■ DIRECTIONS:
Find the line that contains "One marker for each instance of the pile". Copy it and every line after it to the end of the material below, exactly, with no pictures.

■ RECORDS FOR PROCESSING:
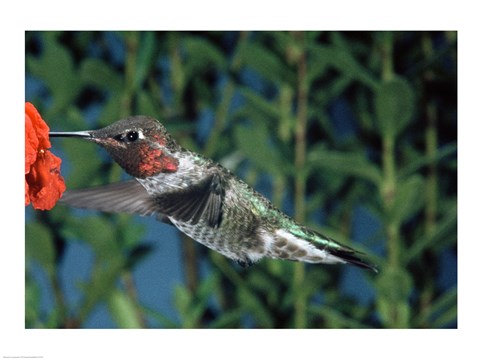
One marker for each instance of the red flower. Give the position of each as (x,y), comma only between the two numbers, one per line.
(43,183)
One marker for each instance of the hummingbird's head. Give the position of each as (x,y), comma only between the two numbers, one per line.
(139,144)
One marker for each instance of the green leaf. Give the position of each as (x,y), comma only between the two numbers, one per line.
(345,62)
(146,104)
(257,107)
(445,229)
(394,106)
(145,58)
(350,164)
(55,67)
(97,73)
(442,311)
(394,287)
(423,160)
(96,231)
(408,198)
(201,55)
(256,146)
(123,311)
(265,62)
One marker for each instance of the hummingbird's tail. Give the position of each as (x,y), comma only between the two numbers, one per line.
(303,244)
(351,256)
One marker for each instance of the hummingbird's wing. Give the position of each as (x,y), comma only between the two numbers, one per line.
(128,197)
(202,200)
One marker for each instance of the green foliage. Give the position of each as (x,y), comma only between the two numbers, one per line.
(275,99)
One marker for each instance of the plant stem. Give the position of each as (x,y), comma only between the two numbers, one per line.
(300,320)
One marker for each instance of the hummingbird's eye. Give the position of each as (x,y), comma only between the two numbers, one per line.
(131,136)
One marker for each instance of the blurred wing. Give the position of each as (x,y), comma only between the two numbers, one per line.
(199,201)
(123,197)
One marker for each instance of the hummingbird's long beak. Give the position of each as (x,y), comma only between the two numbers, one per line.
(84,134)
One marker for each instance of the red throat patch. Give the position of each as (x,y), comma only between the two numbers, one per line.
(156,161)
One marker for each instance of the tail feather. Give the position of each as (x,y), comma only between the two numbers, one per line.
(351,256)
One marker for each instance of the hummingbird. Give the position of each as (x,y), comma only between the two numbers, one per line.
(200,197)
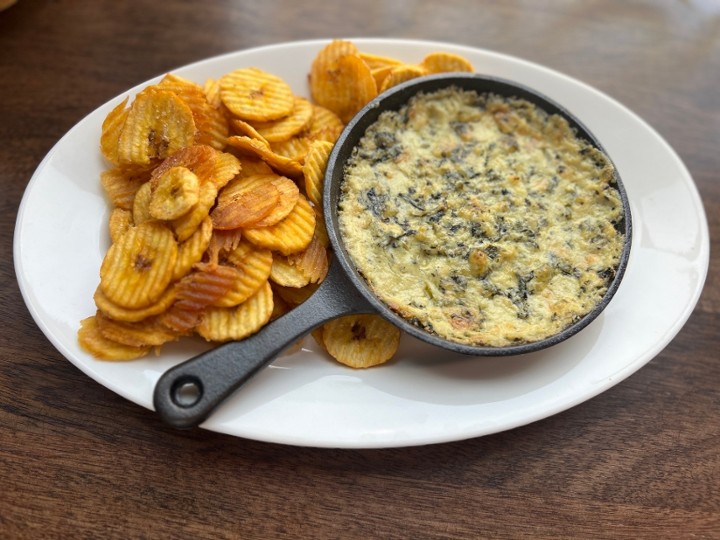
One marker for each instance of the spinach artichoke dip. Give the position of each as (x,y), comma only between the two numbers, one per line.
(481,219)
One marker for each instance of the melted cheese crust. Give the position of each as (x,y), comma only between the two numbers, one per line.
(481,219)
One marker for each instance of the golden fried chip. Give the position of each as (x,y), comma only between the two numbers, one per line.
(289,195)
(141,204)
(291,125)
(314,170)
(159,123)
(110,132)
(138,267)
(244,202)
(361,341)
(440,62)
(191,250)
(324,125)
(119,222)
(401,74)
(121,186)
(186,225)
(147,333)
(291,235)
(176,192)
(114,311)
(312,263)
(340,82)
(257,148)
(225,324)
(93,342)
(210,123)
(286,274)
(254,266)
(256,95)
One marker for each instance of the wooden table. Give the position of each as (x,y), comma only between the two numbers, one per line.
(641,460)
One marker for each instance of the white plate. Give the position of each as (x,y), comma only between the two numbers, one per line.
(427,395)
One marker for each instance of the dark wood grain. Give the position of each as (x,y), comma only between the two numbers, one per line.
(642,460)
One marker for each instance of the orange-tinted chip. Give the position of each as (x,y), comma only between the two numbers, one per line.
(441,62)
(255,147)
(174,194)
(93,342)
(292,235)
(256,95)
(291,125)
(225,324)
(159,123)
(314,170)
(139,266)
(210,123)
(120,221)
(244,202)
(401,74)
(361,341)
(341,82)
(119,313)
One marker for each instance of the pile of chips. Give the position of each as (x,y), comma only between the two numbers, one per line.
(216,225)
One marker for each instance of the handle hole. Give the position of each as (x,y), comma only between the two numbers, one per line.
(187,392)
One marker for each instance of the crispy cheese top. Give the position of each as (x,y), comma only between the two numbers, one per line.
(481,219)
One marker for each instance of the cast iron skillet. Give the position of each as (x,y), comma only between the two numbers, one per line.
(186,394)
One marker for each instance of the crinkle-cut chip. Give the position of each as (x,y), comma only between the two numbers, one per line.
(204,286)
(442,62)
(344,86)
(176,192)
(191,250)
(286,274)
(225,168)
(138,267)
(375,61)
(312,263)
(254,266)
(314,170)
(291,235)
(221,243)
(119,313)
(225,324)
(250,166)
(210,123)
(110,132)
(294,295)
(122,185)
(291,125)
(141,204)
(244,202)
(186,225)
(120,221)
(212,93)
(254,147)
(324,125)
(289,195)
(361,341)
(401,74)
(379,74)
(295,148)
(93,342)
(241,127)
(198,158)
(256,95)
(159,123)
(147,333)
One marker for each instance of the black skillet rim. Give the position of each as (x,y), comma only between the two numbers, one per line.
(394,99)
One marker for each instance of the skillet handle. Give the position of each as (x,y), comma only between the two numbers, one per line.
(186,394)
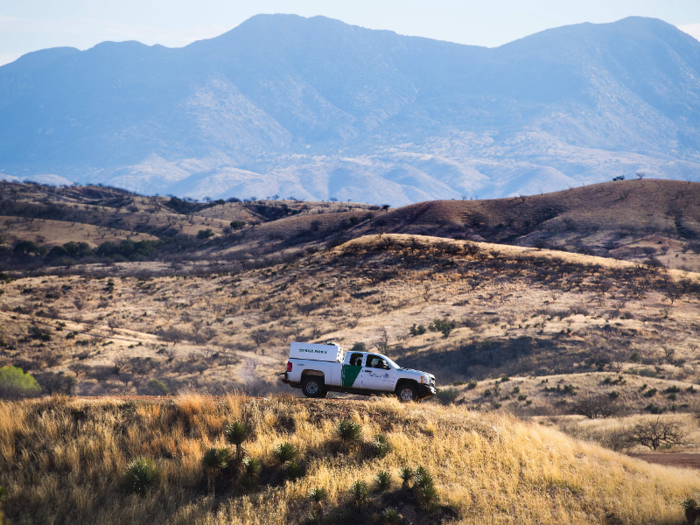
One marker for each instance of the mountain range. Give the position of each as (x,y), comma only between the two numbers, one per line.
(313,108)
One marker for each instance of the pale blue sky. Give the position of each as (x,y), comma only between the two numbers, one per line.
(28,25)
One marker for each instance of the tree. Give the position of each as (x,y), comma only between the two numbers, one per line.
(655,434)
(205,234)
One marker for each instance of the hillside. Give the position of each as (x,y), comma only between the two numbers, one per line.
(317,109)
(64,460)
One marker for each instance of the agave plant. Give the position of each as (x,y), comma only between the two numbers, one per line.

■ RESULT FOR THIS TASK:
One marker for each instance of the pile of chips. Give the position of each as (x,y), comma only between the two numbers, one per line.
(216,225)
One marker for each instance of the handle hole. Give the position of each as (x,y), comma only between the two numbers, one per line.
(187,392)
One marker for each instance of the crispy cheese top. Give the position of each as (x,y), comma only between the two numbers, one per line.
(481,219)
One marker for each instance of the cast iron skillet. Give the position of each as (x,y), comma only between the two numbers, one per line.
(186,394)
One marker for each instance of the crinkle-cut chip. Give the position of each as (x,y), comma only between the two numbers, one per line.
(204,286)
(442,62)
(344,86)
(176,192)
(191,250)
(286,274)
(225,168)
(138,267)
(375,61)
(312,263)
(254,266)
(314,170)
(291,235)
(221,243)
(119,313)
(225,324)
(250,166)
(210,123)
(110,132)
(294,295)
(122,185)
(291,125)
(141,204)
(244,202)
(186,225)
(120,221)
(212,93)
(254,147)
(324,125)
(289,195)
(361,341)
(401,74)
(379,74)
(295,148)
(93,342)
(241,127)
(198,158)
(256,95)
(159,123)
(147,333)
One marker for each instance of the black skillet rim. Give the position of each as (x,y), comma only between the two numbers, one per line.
(394,99)
One marker for each instance of the skillet handle. Give the position of each as (x,y), comma only between the two numbers, one per line.
(186,394)
One marker for each instance of the mountain range. Give the position of each as (x,y), comma only between the two numbers, one per line.
(313,108)
One marker for each instance of the pale blue sky. Give the position of each as (x,y), comma only between the two numbers, one per line.
(28,25)
One marker for each instance of the tree. Give the position of each as (x,y), comma only between the two numbers, one per line.
(655,434)
(205,234)
One marker for each instance of the hillside. Give the position of each as (x,y), comma only between the two numbers, one per line.
(317,109)
(64,460)
One marker for each instance of the agave plant. Give the position of each as (x,y), comma only between the two numbers, one per line.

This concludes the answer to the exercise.